[Start Reading passage]
Corresponding documentation
Previous versions
Model information
Model link
Institution Institute of Communication And Computer Systems (ICCS), Greece,
Solution concept General equilibrium (closed economy)
Solution method Optimization

Demand per consumer category is decomposed into deliveries by sector of production in the consumption matrix. These matrices are usually reported in consumer’s prices, i.e. VAT and margins are included in the price of the delivery and moreover margins are not considered as a separate delivery by a service branch. In the GEM-E3 model, this matrix is transformed in producer’s prices.

To this end, the following procedure is applied:

• given the VAT rates for the different consumer categories, a consumption matrix without VAT is computed

• the margins included in the deliveries by branch are evaluated as the difference between the consumption matrix deliveries (without VAT) and the IO deliveries

• Margins are allocated between the services branches.

In the cases where consumption matrices are not available from statistical sources, they are computed through the following way:

• The consumption per consumer category is extracted from the National-Accounts (final consumption of households on the economic territory, by purpose) and corrected for the consumption by tourist,

• Given the VAT rates for the different consumer categories, the total consumption per category without VAT is computed,

• Total deliveries are taken from the Input-Output tables,

• Once the row and columns totals of the consumption matrix are computed for each country/region a RAS procedure is applied (the initial coefficients for the RAS are taken from countries with available consumption matrices).

Household consumption is decomposed into demand for specific consumption goods. This distinguishes between durable and non-durable goods. Households have to decide on the desired stock of the durable based not only on its relative purchase cost but also on the cost of those goods that are needed in connection with the durable (as for example fuels for cars or for heating systems). Energy is the main linked non-durable good. Energy complements the use of durables in order for them to provide a positive service flow. Consumption of energy does not affect the expenditure of durables through the change in preferences but rather through the additional burden in the user cost.

In the efficiency module developed for GEM-E3 model households and firms invest to improve efficiency of energy use which means that the economy substitute materials (equipment, insulation, etc.) and services (e.g. provided by technicians for installation) for energy. The amount of investment on energy saving technology is exogenous. It is assumed that the investment expenditure produce results one period after it takes place and continuously for a period of at least 20 years. The purpose of the investment concerns only the reduction of the unit consumption of energy in the sector or energy use of households, in which the investment takes place. That is, in the new setup agents use part of their income to acquire goods and services that are used to improve their energy efficiency. These goods and services accumulate to an energy saving capital stock that provides permanent energy efficiency improvements (with a declining/depreciation rate). The investment of a firm in energy saving equipment/capital increases energy efficiency and reduces its energy bill but it does not increase its productive capacity (i.e. it does not add to the capital stock of the firm). Energy efficiency improvement translates to additional demand for goods and services such as equipment goods, electrical goods, construction, market services (in fixed proportions).
[End Reading passage]
[Start Record extracts]
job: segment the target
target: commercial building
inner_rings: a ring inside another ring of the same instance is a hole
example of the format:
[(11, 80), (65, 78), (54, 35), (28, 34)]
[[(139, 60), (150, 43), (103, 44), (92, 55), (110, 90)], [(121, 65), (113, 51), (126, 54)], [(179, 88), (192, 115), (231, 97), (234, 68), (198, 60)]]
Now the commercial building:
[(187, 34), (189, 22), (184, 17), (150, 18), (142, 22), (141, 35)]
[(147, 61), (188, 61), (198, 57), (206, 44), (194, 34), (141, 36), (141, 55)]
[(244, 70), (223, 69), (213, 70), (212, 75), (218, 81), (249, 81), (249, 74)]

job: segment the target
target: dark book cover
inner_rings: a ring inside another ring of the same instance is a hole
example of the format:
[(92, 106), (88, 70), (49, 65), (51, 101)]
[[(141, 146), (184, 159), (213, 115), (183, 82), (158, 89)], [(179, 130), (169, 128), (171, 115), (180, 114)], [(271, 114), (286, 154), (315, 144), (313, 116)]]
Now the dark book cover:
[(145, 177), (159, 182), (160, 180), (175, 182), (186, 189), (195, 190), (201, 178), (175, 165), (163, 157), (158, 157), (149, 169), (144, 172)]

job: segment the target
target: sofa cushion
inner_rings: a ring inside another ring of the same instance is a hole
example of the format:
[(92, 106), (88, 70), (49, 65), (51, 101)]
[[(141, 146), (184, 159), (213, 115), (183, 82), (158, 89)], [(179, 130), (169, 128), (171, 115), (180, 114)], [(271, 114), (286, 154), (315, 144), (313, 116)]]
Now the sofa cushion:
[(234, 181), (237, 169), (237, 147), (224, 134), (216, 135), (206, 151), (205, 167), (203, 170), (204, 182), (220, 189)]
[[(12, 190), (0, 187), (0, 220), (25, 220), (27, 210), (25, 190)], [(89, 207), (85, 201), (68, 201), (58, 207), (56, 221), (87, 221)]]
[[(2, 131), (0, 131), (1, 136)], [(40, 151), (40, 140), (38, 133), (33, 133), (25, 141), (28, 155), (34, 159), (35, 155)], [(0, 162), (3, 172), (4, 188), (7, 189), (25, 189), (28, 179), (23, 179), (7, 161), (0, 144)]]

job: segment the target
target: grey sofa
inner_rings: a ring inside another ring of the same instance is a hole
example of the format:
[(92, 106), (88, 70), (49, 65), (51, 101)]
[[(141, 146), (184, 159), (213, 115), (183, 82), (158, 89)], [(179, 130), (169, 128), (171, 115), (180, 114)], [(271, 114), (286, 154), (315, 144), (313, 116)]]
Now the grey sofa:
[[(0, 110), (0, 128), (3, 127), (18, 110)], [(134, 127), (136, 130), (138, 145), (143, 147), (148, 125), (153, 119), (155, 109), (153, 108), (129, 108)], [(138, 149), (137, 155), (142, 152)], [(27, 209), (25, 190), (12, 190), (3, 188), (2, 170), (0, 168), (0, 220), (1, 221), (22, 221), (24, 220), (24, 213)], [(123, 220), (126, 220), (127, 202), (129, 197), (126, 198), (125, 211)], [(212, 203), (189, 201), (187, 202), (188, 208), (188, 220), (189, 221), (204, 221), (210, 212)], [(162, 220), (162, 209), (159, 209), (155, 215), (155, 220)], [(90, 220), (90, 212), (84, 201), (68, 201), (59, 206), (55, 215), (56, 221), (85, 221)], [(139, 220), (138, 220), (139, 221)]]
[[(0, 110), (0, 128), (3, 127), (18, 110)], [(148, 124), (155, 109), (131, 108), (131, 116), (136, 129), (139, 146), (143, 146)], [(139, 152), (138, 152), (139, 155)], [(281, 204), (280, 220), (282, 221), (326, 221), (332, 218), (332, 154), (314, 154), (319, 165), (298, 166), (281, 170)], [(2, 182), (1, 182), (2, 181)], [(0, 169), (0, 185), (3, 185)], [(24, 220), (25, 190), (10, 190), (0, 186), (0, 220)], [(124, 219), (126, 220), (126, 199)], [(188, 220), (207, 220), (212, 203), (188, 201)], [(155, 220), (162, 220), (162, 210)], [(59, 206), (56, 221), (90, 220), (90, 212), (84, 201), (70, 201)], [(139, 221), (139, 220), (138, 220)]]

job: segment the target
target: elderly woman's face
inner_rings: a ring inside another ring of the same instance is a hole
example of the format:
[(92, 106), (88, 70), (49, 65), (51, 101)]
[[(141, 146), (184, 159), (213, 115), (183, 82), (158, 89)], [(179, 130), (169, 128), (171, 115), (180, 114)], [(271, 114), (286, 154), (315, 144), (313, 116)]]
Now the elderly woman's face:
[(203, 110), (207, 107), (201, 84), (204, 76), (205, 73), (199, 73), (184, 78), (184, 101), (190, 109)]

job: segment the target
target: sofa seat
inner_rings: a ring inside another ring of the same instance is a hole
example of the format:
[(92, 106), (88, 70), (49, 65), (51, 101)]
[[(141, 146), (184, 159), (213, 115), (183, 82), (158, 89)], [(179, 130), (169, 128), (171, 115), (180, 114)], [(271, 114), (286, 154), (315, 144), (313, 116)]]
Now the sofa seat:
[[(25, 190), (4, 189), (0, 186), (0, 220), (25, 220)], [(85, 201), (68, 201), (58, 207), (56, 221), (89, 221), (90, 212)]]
[End Record extracts]
Exercise requirements:
A – Rewrite the paragraph of the GEM-E3 text that begins "Household consumption is decomposed" as a short bulleted list that keeps its main facts.
B – According to the GEM-E3 text, for at least how many years does investment expenditure on energy saving keep producing results?
C – Write what comes next in the GEM-E3 text, beginning after its final sentence.
The items have no role in this work.

Solved tasks:
A –
- Household consumption is split into demand for specific consumption goods, both durable and non-durable.
- Households choose the desired stock of a durable based on its relative purchase cost and the cost of goods needed to use it, such as fuel for cars or heating systems.
- Energy is the main linked non-durable good and complements durables so they can provide a positive service flow.
- Energy consumption affects spending on durables through the added burden in the user cost, not through a change in preferences.

B – At least 20 years, starting one period after the investment takes place.

C –
Similarly for households the expenditures on goods and services to improve their energy efficiency do not increase directly their utility, only indirectly through the energy bill reductions. Hence, there are no direct effects on productive capacities or the consumption of other commodities. Of course, indirect effects do exist and are quantified through the model. Finally, it should be noted that the energy efficiency improvements are modeled so as to exhibit decreasing marginal returns (saturation effect).

To enforce the energy saving scheme to be implemented by firms and households the following methodology is adopted: The government raises an energy tax (proportional to the energy consumption of each economic agent). It imposes that rate of taxation to all consumers (firms and households) of energy, which is exactly necessary for collecting revenues equal to the amount of the energy saving expenditure. These revenues are then used by the government to finance the energy saving expenditures, ensuring public budget neutrality. Essentially the Government is used in the model to reallocate firms and households funds from their “optimum” placement in the reference case to the particular energy saving expenditures.

The introduction of energy efficiency cost curves into the GEM-E3 model involves three tasks:

• Specification of the energy efficiency cost curve

• Calibration of the curve

• Implementation within the current GEM-E3 model setup.